## AIM:
Swap "trace the outline" for "mark the boundary" everywhere in the records below, then reproduce those lines with everything else unchanged.

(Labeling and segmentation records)
===
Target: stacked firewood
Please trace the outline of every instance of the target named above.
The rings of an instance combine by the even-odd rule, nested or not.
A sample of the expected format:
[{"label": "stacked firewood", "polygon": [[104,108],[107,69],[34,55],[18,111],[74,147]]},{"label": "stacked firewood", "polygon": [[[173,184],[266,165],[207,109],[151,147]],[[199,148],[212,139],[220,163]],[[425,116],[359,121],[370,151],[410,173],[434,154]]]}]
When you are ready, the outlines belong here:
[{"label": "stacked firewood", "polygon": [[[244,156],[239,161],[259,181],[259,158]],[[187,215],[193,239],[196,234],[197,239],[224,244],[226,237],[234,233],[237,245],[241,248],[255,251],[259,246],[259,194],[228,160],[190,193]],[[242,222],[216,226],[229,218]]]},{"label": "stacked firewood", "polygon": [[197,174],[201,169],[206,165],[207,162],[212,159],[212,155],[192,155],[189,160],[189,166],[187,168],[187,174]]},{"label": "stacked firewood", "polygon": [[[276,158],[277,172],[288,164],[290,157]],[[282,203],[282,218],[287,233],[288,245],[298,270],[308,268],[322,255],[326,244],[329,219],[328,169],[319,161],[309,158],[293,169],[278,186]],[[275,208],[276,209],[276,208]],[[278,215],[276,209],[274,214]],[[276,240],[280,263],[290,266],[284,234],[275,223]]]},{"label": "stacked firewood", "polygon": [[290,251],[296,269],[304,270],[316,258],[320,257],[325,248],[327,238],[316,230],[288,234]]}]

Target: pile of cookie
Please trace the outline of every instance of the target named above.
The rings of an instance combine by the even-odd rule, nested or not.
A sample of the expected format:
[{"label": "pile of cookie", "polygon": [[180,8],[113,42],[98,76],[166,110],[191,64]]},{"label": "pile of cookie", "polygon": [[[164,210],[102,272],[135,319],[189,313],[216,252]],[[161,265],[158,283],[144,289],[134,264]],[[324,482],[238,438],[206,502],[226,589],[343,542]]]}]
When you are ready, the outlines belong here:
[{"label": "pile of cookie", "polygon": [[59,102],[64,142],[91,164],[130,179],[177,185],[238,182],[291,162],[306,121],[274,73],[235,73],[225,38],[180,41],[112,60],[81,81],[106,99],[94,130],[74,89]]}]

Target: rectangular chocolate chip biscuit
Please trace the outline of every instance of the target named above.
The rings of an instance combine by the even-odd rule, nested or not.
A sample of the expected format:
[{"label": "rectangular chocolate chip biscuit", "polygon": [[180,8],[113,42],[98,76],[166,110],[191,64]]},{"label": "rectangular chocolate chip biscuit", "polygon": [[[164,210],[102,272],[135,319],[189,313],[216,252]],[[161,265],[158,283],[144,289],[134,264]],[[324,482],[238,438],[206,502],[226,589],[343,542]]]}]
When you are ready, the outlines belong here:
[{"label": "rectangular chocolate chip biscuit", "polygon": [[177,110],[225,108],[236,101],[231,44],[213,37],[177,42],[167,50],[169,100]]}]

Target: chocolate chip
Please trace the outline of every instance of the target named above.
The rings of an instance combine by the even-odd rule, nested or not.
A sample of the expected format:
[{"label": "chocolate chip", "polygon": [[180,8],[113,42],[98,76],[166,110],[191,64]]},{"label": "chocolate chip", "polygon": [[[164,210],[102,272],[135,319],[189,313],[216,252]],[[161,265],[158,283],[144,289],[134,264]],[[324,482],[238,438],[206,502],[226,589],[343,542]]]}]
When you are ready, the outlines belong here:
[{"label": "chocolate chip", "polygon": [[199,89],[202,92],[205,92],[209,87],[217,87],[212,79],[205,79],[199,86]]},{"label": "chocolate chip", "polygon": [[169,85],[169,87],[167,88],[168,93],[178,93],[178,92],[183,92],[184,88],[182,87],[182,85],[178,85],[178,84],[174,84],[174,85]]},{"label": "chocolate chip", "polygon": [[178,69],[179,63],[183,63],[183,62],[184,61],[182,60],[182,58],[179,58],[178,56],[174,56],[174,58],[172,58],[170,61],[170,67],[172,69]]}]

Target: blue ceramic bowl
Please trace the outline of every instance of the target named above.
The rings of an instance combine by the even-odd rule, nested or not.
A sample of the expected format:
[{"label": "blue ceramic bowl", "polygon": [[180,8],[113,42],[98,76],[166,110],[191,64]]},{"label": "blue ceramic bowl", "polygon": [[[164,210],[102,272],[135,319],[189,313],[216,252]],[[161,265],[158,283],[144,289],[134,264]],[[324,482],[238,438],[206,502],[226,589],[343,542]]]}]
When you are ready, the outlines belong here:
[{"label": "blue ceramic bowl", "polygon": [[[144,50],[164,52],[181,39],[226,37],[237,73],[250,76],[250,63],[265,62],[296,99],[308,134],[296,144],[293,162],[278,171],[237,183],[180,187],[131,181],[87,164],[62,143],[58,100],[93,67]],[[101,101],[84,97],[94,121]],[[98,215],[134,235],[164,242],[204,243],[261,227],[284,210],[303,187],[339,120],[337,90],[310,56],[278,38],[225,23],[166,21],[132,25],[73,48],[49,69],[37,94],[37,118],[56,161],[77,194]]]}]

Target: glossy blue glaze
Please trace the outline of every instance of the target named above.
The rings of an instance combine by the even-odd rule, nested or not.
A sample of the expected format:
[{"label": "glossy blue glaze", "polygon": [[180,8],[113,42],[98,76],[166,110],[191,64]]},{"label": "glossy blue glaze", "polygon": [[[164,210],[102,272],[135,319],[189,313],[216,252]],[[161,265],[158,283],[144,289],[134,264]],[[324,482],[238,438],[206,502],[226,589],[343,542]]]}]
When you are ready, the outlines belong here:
===
## ANSWER TO THIS TASK:
Target: stacked firewood
Please mark the boundary of every instance of the target named above.
The rings of an instance combine by the even-odd rule, nested or not.
A sample of the expected format:
[{"label": "stacked firewood", "polygon": [[104,108],[107,69],[34,55],[18,111],[74,147]]},{"label": "stacked firewood", "polygon": [[[173,184],[266,165],[207,109],[151,147]],[[199,148],[212,139],[220,163]],[[425,116],[359,121],[370,151],[410,173],[434,154]]]}]
When you are ready, the outlines belong here:
[{"label": "stacked firewood", "polygon": [[[244,156],[239,161],[259,181],[259,158]],[[187,215],[193,239],[196,234],[197,239],[224,244],[226,237],[234,233],[237,245],[241,248],[255,251],[259,246],[259,194],[228,160],[190,193]],[[242,222],[216,226],[229,218]]]},{"label": "stacked firewood", "polygon": [[197,174],[201,169],[206,165],[207,162],[212,159],[212,155],[192,155],[189,160],[189,166],[187,168],[187,174]]},{"label": "stacked firewood", "polygon": [[[276,158],[277,172],[288,164],[290,157]],[[282,203],[282,218],[287,233],[288,245],[298,270],[308,268],[322,255],[326,244],[329,219],[328,169],[319,161],[309,158],[293,169],[278,186]],[[275,208],[276,209],[276,208]],[[278,215],[276,209],[274,214]],[[276,240],[280,263],[290,266],[284,234],[275,223]]]},{"label": "stacked firewood", "polygon": [[290,251],[296,269],[304,270],[316,258],[320,257],[325,248],[327,238],[316,230],[288,234]]}]

Target: pile of cookie
Please mark the boundary of every instance of the target named above.
The rings of an instance combine by the even-odd rule, nested or not.
A sample of the expected format:
[{"label": "pile of cookie", "polygon": [[180,8],[113,42],[98,76],[166,110],[191,64]]},{"label": "pile of cookie", "polygon": [[[164,210],[102,272],[135,319],[189,313],[216,252]],[[161,265],[158,283],[144,289],[134,264]],[[324,482],[238,438],[206,502],[226,589],[343,542]]]}]
When you are ready, the outlines belong here:
[{"label": "pile of cookie", "polygon": [[59,102],[64,142],[91,164],[130,179],[177,185],[238,182],[291,162],[306,121],[274,73],[235,73],[225,38],[180,41],[112,60],[81,81],[106,99],[94,130],[74,89]]}]

Target: rectangular chocolate chip biscuit
Please mark the boundary of every instance of the target named above.
The rings of an instance combine by the even-odd rule, nested or not.
A sample of the expected format:
[{"label": "rectangular chocolate chip biscuit", "polygon": [[180,8],[113,42],[98,76],[166,110],[191,64]]},{"label": "rectangular chocolate chip biscuit", "polygon": [[[164,210],[102,272],[135,319],[189,313],[216,252]],[[161,265],[158,283],[144,289],[134,264]],[[324,482],[238,438],[206,502],[226,589],[343,542]]]}]
When you are ready, the outlines belong here:
[{"label": "rectangular chocolate chip biscuit", "polygon": [[177,110],[225,108],[236,101],[231,44],[213,37],[177,42],[167,50],[169,100]]}]

Target: chocolate chip
Please mark the boundary of every instance of the target named above.
The rings of an instance combine by the even-odd rule, nested or not.
A sample of the expected format:
[{"label": "chocolate chip", "polygon": [[180,8],[113,42],[98,76],[166,110],[191,64]]},{"label": "chocolate chip", "polygon": [[[164,210],[102,272],[135,319],[189,313],[216,252]],[[161,265],[158,283],[144,289],[134,264]],[[324,482],[238,438],[206,502],[226,589],[343,542]]]}]
When you are ready, the outlines belong here:
[{"label": "chocolate chip", "polygon": [[199,89],[202,92],[205,92],[209,87],[217,87],[212,79],[205,79],[199,86]]},{"label": "chocolate chip", "polygon": [[169,85],[169,87],[167,88],[168,93],[178,93],[178,92],[183,92],[184,88],[182,87],[182,85],[178,85],[178,84],[174,84],[174,85]]},{"label": "chocolate chip", "polygon": [[178,69],[179,63],[183,63],[183,62],[184,61],[182,60],[182,58],[179,58],[178,56],[174,56],[174,58],[172,58],[170,61],[170,67],[172,69]]}]

Target: blue ceramic bowl
Please mark the boundary of every instance of the target named above.
The rings of an instance combine by the even-odd rule, nested or not.
A sample of the expected format:
[{"label": "blue ceramic bowl", "polygon": [[180,8],[113,42],[98,76],[166,110],[191,64]]},{"label": "blue ceramic bowl", "polygon": [[[164,210],[102,272],[135,319],[189,313],[216,252]],[[161,265],[158,283],[144,289],[134,264]],[[324,482],[238,438],[206,502],[226,589],[343,542]]]}]
When you are ready, the outlines belong here:
[{"label": "blue ceramic bowl", "polygon": [[[144,50],[164,52],[181,39],[226,37],[237,73],[250,76],[250,63],[265,62],[296,99],[308,134],[296,144],[293,162],[278,171],[237,183],[180,187],[131,181],[87,164],[62,143],[58,100],[93,67]],[[101,101],[84,97],[94,121]],[[98,215],[134,235],[164,242],[204,243],[261,227],[284,210],[303,187],[339,120],[337,90],[310,56],[278,38],[225,23],[166,21],[132,25],[73,48],[49,69],[37,94],[37,118],[56,161],[77,194]]]}]

Target: glossy blue glaze
Please mark the boundary of every instance of the target named above.
The rings of an instance combine by the even-odd rule, nested or not.
A sample of the expected format:
[{"label": "glossy blue glaze", "polygon": [[180,8],[113,42],[98,76],[166,110],[191,64]]},{"label": "glossy blue glaze", "polygon": [[[164,210],[102,272],[135,319],[189,313],[216,252]],[[161,265],[158,283],[144,289],[134,264]],[[324,482],[238,438],[206,502],[226,589],[343,542]]]}]
When you are ready, the outlines belong here:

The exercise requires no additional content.